You cannot perform the modulus operation on double(or floats). This is for the simple reason that remainders are defined only for integer arithmetic. What would be the remainder if I divide 2.3 by 0.4??

So to do what you want you need to cast the double ( a and the result of pow) as long long.

So you can do ((long long) a) % (long long) pow( ... ) and it should be fine.

In the future you should look at the error messages (and also the warnings).

Here it clearly says invalid operands to binary expression and % operator is marked.

Answer 2

pow returns a double and % operator is defined only for integers. I think that should solve your problem.

Answer 3

Algo should be more simple that you write it. I'm not a C programmer but:

// transform LL to char []
int len = length(ll);
char card[len];
sprintf(card, "%lld", ll);
int sum =0;
for(i=0;i < len; i++)
{
    int num = card[i] - '0';
    if(i % 2 == 0)
    { sum += num; }
    else
    { 
        int tmp = num * 2; 
        sum += (tmp / 10);
        sum += (tmp % 10);
    }
}

if(sum % 10)
{ 
     // card valid 
}

Is more readable in my opinion. (Sorry if typo, this post was written with an old smartphone...)

EDIT I know you like using loops but your num_at could also be enhanced :

int num_at(int pos, long long x)
{
     return (x / (int)pow(10, pos)) % 10;
}

Answer 4

How do you expect to do a modulo operation (%) between two double values?

What is 10.3 % 5.2, exactly?

The error message is simply saying, "You cannot do double-modulo-double"

* **Written exercise**
Repeat everything in the forum thread on the % operator from "You cannot perform" down to "2.3 by 0.4??", word for word.

* **Supplied records**
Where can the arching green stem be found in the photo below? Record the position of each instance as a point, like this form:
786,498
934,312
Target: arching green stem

--

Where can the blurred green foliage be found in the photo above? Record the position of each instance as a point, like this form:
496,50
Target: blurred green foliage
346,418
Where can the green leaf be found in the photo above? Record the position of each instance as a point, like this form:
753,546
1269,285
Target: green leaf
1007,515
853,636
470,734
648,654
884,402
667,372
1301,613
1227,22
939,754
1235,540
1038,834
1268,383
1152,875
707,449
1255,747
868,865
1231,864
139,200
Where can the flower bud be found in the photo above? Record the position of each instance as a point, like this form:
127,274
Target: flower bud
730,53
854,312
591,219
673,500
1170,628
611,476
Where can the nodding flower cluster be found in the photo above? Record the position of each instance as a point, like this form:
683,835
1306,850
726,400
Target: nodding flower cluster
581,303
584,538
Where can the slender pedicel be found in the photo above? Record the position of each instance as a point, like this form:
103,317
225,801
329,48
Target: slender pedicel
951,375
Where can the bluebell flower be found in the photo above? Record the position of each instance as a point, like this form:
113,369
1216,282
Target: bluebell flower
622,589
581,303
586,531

* **Answer to the exercise**
You cannot perform the modulus operation on double(or floats). This is for the simple reason that remainders are defined only for integer arithmetic. What would be the remainder if I divide 2.3 by 0.4??